++++ EXCERPT PROVIDED
Rebased and attached new patch. Should I add it to July's commitfest?
On Fri, 4 Apr 2025, Dimitrios Apostolou wrote:
> Hello list,
>
> based on the delays I experienced in pg_restore, as described at:
>
> https://www.postgresql.org/message-id/flat/6bd16bdb-aa5e-0512-739d-b84100596035@gmx.net
>
> I noticed that the seeking-reading behaviour was manifested by every one of
> the pg_restore worker processes, in parallel, making the situation even
> worse. With this patch I moved this phase to the parent process before
> fork(), so that the children have the necessary information from birth.
>
> Copying the commit message:
>
> A pg_dump custom format archive without offsets in the table of
> contents, is usually generated when pg_dump writes to stdout instead of
> a file. When doing parallel pg_restore (-j) from such a file, every
> worker process was scanning the full archive sequentially, in order to
> build the offset table and find the parts assigned to restore. This led
> to the worker processes competing for I/O.
++++++++
++++ SUPPLIED INFORMATION
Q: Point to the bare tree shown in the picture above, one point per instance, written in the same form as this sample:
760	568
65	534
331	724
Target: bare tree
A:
++++++++
++++ SUPPLIED INFORMATION
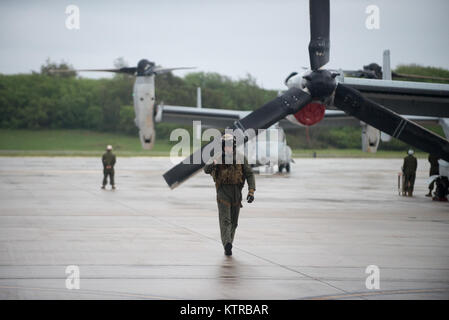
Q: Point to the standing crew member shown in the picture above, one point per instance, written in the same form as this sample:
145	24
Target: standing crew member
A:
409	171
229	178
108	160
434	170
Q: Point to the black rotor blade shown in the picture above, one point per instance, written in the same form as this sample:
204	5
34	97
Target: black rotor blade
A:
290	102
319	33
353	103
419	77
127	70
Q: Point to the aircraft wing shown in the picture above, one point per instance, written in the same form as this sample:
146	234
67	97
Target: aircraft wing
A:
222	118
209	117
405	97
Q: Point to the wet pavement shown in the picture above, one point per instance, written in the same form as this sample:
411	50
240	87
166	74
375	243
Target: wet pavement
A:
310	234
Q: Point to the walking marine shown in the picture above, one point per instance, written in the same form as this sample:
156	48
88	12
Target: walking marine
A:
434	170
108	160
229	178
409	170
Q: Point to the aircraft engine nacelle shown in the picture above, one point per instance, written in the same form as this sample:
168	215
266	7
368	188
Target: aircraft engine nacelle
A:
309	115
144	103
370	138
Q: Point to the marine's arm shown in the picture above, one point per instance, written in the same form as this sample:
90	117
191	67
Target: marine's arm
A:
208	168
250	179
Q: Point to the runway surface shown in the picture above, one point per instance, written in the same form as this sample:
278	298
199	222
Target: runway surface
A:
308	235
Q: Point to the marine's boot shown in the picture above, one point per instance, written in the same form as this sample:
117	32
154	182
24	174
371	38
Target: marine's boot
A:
++++++++
_AIM OF THE TASK_: Write the next part of the pg_restore patch message, starting right after its last sentence. The records stand apart from the pg_restore patch message.

_TASK RESPONSE_:
>
> This patch moves this offset-table building phase to the parent process,
> before forking the worker processes.
>
> The upside is that we now have only one extra scan of the file.
> And this scan happens without other competing I/O, so it completes
> faster.
>
> The downside is that there is a delay before spawning the children and
> starting assigning jobs to them.
>
>
> What do you think?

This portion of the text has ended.